BEGIN Extract provided

DOUCET, Judge.
Plaintiffs, Mrs. Marie Voorhies Levy and Mrs. Florence Billeaud Voorhies, minority shareholders of Comeaux Planting Co., Inc., filed a petition for writ of injunction against Manning F. Billeaud, defendant-liquidator of the corporation, seeking to enjoin him from transferring the corporate assets to a partnership in commendam pursuant to the plan of liquidation adopted by the majority of shareholders. After trial on the merits, the district judge held that the ninety-day peremptive period of LSA-R.S. 12:121, and R.S. 12:131 relative to dissenting shareholders’ rights, precluded plaintiffs’ actions. Plaintiffs appeal. For reasons hereinafter assigned, we affirm.
This suit arises out of the activities of several corporate entities: Comeaux Planting Co., Inc.; Bayou Tortue Livestock, Inc. & Land Development-1980 (d/b/a Comeaux Realty), hereinafter referred to as “Co-meaux”; and Broussard Plantation, Inc., and Bayou Tortue Livestock, Inc. Land Development-1979 (d/b/a Broussard Realty), hereinafter referred to as “Broussard”. Historically, Comeaux and Broussard were two of five privately-held family corporations engaged in the sugar cane growing and grinding business. Between 1976 and 1979 the companies suffered substantial financial losses due to the depressed price of sugar. In April of 1979, a stockholders’ meeting was held which resulted in a change of directorship and a mandate to evaluate the problems plaguing the corporations and solutions thereto. After evaluation, it was concluded that Comeaux and Broussard should terminate their sugar cane producing operations and, instead, develop their real estate holdings. The Board was advised by tax attorneys and certified public accountants that the best way to achieve this goal would be to transfer the real estate holdings to a partnership in com-mendam, then liquidate the corporations. On November 17,1979 a special meeting of the stockholders was called, pursuant to notice, to vote on the aforementioned proposal. At the meeting the shareholders voted by a 95% affirmative vote to approve the Plan of Liquidation whereby Comeaux and Broussard would transfer their assets to the partnership in commendam, then liquidate the corporation and distribute interests in the partnership to the shareholders. Subsequently, problems arose with the liquidation insofar as Broussard was concerned, therefore, pursuant to authority granted in the Plan of Liquidation the Board of Directors terminated the liquidation of said corporation. The liquidation of Comeaux was unaffected by the action. A special meeting of Comeaux shareholders was held on January 26, 1980, whereat the Plan of Liquidation, adopted prior thereto, was ratified. An Act of Exchange between Comeaux and Comeaux Realty was thereafter confected, dated January 30, 1980, whereby Comeaux transferred all its assets to Comeaux Realty.

END Extract provided
BEGIN Material

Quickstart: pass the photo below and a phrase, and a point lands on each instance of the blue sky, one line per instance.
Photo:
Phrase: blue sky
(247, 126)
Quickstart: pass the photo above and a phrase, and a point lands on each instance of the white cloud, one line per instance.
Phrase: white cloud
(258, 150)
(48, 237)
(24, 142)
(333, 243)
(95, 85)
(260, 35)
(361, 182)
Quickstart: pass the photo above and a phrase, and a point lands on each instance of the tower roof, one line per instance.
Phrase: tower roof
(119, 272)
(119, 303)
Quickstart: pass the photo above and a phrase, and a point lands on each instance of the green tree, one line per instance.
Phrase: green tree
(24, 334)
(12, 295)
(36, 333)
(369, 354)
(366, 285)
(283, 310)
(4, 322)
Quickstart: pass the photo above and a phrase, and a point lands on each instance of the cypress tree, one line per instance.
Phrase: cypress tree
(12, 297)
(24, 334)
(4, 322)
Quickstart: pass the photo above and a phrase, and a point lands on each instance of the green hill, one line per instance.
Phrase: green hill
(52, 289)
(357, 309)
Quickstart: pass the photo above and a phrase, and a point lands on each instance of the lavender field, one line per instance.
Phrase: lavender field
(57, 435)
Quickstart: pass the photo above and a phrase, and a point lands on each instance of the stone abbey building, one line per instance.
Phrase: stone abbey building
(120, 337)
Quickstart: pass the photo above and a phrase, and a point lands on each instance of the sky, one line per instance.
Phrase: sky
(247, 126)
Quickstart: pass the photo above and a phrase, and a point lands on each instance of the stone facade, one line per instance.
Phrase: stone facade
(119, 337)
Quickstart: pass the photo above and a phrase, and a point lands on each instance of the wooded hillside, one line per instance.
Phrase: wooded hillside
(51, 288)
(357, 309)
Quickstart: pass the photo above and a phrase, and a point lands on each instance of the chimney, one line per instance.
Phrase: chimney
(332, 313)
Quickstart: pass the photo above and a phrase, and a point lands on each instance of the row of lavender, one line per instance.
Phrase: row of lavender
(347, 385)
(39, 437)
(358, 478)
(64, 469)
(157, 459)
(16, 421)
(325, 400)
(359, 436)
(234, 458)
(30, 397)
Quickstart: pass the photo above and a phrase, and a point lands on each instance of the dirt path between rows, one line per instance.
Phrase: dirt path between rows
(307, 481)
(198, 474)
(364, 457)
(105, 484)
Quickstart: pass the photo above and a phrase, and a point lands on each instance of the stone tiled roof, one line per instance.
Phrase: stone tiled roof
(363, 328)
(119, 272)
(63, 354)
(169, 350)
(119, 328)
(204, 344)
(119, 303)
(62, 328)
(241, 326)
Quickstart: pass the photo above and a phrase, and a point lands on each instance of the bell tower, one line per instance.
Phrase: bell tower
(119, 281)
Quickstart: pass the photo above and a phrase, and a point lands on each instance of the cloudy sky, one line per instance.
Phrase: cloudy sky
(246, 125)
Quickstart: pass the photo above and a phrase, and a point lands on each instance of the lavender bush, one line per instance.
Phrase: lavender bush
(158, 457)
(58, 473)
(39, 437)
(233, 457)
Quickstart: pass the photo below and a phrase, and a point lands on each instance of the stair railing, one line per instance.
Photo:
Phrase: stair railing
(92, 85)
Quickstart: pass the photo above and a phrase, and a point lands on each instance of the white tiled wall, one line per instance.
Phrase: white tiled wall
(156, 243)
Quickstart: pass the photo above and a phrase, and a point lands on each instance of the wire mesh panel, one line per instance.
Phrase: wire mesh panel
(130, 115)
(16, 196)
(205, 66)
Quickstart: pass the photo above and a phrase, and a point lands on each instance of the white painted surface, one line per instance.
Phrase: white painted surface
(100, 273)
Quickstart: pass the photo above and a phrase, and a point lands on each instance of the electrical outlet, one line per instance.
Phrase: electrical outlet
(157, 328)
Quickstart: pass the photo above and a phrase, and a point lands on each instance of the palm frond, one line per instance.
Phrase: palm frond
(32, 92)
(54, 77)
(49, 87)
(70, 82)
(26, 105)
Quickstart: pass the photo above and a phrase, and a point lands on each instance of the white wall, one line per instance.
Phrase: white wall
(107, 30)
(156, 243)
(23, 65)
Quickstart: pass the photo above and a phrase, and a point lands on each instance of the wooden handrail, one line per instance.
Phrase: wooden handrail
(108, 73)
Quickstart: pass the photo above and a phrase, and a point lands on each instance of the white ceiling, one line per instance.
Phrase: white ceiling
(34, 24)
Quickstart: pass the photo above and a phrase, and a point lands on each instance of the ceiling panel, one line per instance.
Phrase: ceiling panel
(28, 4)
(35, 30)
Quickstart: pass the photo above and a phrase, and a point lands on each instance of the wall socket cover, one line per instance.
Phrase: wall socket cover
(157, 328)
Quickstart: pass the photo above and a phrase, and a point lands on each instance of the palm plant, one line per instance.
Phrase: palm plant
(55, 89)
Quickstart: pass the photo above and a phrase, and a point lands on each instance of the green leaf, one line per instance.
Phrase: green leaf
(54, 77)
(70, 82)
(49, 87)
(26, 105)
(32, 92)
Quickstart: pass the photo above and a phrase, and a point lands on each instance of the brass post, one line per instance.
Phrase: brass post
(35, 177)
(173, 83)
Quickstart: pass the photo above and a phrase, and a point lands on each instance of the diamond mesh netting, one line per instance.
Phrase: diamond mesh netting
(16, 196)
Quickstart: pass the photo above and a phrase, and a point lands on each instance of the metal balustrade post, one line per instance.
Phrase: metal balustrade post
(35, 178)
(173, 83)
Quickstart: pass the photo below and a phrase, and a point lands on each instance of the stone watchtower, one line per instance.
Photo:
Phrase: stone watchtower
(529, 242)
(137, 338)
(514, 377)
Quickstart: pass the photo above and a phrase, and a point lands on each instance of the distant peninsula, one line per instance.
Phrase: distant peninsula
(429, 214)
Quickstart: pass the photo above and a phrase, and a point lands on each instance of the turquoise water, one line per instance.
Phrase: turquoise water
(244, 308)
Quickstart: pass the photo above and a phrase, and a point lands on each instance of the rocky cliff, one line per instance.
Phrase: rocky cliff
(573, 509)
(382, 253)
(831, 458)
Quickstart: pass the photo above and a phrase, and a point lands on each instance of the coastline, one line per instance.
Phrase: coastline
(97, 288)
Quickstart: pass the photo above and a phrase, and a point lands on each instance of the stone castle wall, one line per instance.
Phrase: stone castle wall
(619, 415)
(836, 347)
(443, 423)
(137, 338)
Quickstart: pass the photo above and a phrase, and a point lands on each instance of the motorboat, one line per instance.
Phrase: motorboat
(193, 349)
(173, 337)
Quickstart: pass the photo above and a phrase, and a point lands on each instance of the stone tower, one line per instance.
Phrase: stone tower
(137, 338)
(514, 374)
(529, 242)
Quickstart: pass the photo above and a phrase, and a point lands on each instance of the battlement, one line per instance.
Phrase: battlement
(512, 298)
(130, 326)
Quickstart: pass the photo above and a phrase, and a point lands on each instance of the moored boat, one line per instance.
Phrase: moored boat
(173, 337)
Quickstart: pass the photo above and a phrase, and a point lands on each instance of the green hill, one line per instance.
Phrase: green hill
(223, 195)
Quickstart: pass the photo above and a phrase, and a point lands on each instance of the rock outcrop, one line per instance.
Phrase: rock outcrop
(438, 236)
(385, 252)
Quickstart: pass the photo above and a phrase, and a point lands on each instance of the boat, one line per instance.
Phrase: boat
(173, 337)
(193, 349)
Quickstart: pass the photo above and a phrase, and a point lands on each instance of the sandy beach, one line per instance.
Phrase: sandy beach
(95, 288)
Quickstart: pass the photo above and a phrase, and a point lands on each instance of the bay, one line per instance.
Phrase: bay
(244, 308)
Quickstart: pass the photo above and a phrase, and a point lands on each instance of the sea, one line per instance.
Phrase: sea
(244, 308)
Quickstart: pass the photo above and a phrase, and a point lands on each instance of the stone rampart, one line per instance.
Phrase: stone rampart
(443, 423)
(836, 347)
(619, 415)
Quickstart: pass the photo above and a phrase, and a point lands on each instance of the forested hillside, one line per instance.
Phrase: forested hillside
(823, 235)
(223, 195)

END Material

## Set of tasks
**a)** In the court opinion, what date does the Act of Exchange between Comeaux and Comeaux Realty bear?
**b)** List every date in the court opinion that gives a month, day and year.
The listing has no connection to the court opinion.

## Expected results
**a)** January 30, 1980.

**b)** November 17, 1979; January 26, 1980; January 30, 1980